### Things to do
**1)** Retype the Kant excerpt word for word, from "Metaphysical Foundations (of" up to and including "(revising earlier translations).".
**2)** Write what comes next in the Kant excerpt, starting after its final sentence.

### Page
_ _ _ _

I use the following short titles and other translations:
(Inaugural) Dissertation: De mundi sensibilis atque intelligibilis forma et principiis (2:385–419). Translated by G. B. Kerferd in Kant, Selected Pre-Critical Writings, ed. Kerferd and Walford.
Metaphysical Foundations (of Natural Science): Metaphysische Anfangsgründe der Naturwissenschaft (4:467–565). Translated by James Ellington.
Prolegomena (4:255–382). Translated by Lewis White Beck (revising earlier translations).
“Regions in Space”: “Von dem ersten Grunde des Unterschiedes der Gegenden im Raume” (2:377–383). Translated by D. E. Walford in Kerferd and Walford, op. cit.
Theology lectures: Religionslehre Pölitz (28:989–1126). Translated by Allen W. Wood and Gertrude M. Clark as Lectures on Philosophical Theology. Ithaca, N.Y.: Cornell University Press, 1978.
Translations other than those cited here are my own.
1
THE TRANSCENDENTAL AESTHETIC
Among the pillars of Kant’s philosophy, and of his transcendental idealism in particular, is the view of space and time as a priori intuitions and as forms of outer and inner intuition respectively. The first part of the systematic exposition of the Critique of Pure Reason is the Transcendental Aesthetic, whose task is to set forth this conception. It is then presupposed in the rest of the systematic work of the Critique in the Transcendental Logic.

_ _ _ _

### Provided data
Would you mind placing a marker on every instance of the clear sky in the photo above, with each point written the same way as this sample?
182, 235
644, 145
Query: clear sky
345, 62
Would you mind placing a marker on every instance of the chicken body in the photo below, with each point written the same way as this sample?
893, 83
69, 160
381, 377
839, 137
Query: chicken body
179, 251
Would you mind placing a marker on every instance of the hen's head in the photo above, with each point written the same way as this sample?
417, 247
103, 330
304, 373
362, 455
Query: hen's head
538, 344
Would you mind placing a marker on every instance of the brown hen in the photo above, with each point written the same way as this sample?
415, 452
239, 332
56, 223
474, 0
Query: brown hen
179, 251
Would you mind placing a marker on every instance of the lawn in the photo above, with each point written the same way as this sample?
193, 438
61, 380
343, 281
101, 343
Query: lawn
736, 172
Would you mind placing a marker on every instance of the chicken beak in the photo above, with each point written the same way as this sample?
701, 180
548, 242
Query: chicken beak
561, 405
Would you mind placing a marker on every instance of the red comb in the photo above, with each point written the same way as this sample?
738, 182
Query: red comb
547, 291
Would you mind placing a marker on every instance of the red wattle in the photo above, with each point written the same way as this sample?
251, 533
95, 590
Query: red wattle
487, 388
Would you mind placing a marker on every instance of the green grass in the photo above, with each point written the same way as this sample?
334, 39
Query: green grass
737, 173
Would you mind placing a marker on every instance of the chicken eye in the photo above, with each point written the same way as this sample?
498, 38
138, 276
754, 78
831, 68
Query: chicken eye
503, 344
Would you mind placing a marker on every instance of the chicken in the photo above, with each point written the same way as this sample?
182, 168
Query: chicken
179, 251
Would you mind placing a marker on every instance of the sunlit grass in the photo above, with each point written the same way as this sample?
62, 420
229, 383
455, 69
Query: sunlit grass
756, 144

_ _ _ _

### Responses
**1)**
Metaphysical Foundations (of Natural Science): Metaphysische Anfangsgründe der Naturwissenschaft (4:467–565). Translated by James Ellington.
Prolegomena (4:255–382). Translated by Lewis White Beck (revising earlier translations).

**2)**
I
The claim of the Aesthetic is that space and time are a priori intuitions. Knowledge is called a priori if it is “independent of experience and even of all impressions of the senses” (B2). Kant is not very precise about what this “independence” consists in. In the case of a priori judgments, it seems clear that being a priori implies that no particular facts verified by experience and observation are to be appealed to in their justification. Kant holds that necessity and universality are criteria of apriority in a judgment, and clearly this depends on the claim that appeal to facts of experience could not justify a judgment made as necessary and universal.1 Because Kant is quite consistent about what propositions he regards as a priori and about how he characterizes the notion, the absence of a more precise explanation has not led to its being regarded in commentary on Kant as one of his more problematic notions, even though a reader of today would be prepared at least to entertain the idea that the notion of a priori knowledge is either hopelessly unclear or vacuous.
It is part of Kant’s philosophy that not only judgments but also concepts and intuitions can be a priori. In this case the appeal to justification does not obviously apply. It is harder to separate what their being a priori consists in from an explanation that Kant offers, that they are contributions of our minds to knowledge, “prior” to experience because they are brought to experience by the mind. However, I believe a little more can be said. For a representation to be a priori it must not contain any reference to the content of particular experiences or to objects whose existence is known only by experience. A priori concepts and intuitions are in a way necessary and universal in their application (so that their content is spelled out in a priori judgments). In fact, Kant apparently holds that if a concept is a priori, its objective reality can be established only by a priori means; that seems to be Kant’s reason for denying that change and physical motion are a priori concepts.2 Although this consideration leads into considerable difficulties, they do not affect the apriority of the concepts of space and time or of mathematics.
The concept of intuition requires more discussion. Kant begins the Aesthetic as follows:
In whatever manner and by whatever means a mode of knowledge may relate to objects, intuition is that through which it is in immediate relation to them. (A19/B33)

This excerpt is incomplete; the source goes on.